• [TASK DETAILS]: Copy the data exactly. Leave nothing out.

[Natural-language object grounding data]
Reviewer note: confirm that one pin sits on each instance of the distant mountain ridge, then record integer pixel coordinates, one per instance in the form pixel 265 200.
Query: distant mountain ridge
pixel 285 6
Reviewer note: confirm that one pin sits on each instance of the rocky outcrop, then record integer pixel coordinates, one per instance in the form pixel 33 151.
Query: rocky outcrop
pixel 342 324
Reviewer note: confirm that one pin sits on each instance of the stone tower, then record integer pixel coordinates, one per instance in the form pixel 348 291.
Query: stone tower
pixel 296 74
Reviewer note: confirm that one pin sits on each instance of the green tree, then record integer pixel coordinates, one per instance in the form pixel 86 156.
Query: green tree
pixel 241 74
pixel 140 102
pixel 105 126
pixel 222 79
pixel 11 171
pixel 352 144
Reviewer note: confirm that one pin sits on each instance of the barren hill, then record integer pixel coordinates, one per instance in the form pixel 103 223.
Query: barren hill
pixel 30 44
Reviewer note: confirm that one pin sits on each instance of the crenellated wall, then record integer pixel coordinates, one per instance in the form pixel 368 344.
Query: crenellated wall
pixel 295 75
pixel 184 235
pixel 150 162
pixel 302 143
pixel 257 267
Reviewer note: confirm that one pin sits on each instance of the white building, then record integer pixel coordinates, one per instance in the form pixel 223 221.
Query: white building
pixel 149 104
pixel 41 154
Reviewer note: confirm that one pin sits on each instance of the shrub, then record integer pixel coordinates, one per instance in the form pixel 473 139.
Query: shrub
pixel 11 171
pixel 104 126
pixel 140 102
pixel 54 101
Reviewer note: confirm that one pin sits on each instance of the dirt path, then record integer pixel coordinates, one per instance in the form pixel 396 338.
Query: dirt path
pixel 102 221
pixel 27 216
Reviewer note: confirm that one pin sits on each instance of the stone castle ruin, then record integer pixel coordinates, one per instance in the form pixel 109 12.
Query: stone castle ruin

• [RESPONSE TO THE EXERCISE]:
Reviewer note: confirm that one pin sits on each instance of the distant mountain ridge, then record integer pixel coordinates, one per instance in the form pixel 265 200.
Query: distant mountain ridge
pixel 285 6
Reviewer note: confirm that one pin sits on each instance of the rocky outcrop, then record integer pixel coordinates, one per instance in the form pixel 33 151.
Query: rocky outcrop
pixel 342 324
Reviewer note: confirm that one pin sits on each instance of the stone tower, then record integer pixel coordinates, one per instance in the form pixel 348 291.
Query: stone tower
pixel 296 74
Reviewer note: confirm that one pin sits on each instance of the green tree, then record integer pixel coordinates, one per instance in the form pixel 86 156.
Query: green tree
pixel 241 74
pixel 140 102
pixel 105 126
pixel 222 79
pixel 11 171
pixel 352 144
Reviewer note: confirm that one pin sits on each instance of the barren hill, then record integer pixel coordinates, one per instance in the form pixel 103 223.
Query: barren hill
pixel 30 44
Reviewer note: confirm that one pin sits on each instance of the crenellated wall, then record integer pixel coordinates, one per instance in the form pixel 368 344.
Query: crenellated wall
pixel 295 75
pixel 184 235
pixel 150 162
pixel 302 143
pixel 257 267
Reviewer note: confirm that one pin sits on each instance of the white building, then record integer pixel coordinates, one per instance in the form pixel 223 221.
Query: white building
pixel 149 104
pixel 41 154
Reviewer note: confirm that one pin sits on each instance of the shrub, then record integer pixel coordinates, one per instance in the form pixel 473 139.
Query: shrub
pixel 11 171
pixel 104 126
pixel 140 102
pixel 54 101
Reviewer note: confirm that one pin sits on each instance of the dirt path, then record integer pixel coordinates, one per instance in the form pixel 396 338.
Query: dirt path
pixel 102 221
pixel 27 216
Reviewer note: confirm that one pin sits on each instance of the stone castle ruin, then record integer pixel coordinates, one per instance in the form pixel 109 12.
Query: stone castle ruin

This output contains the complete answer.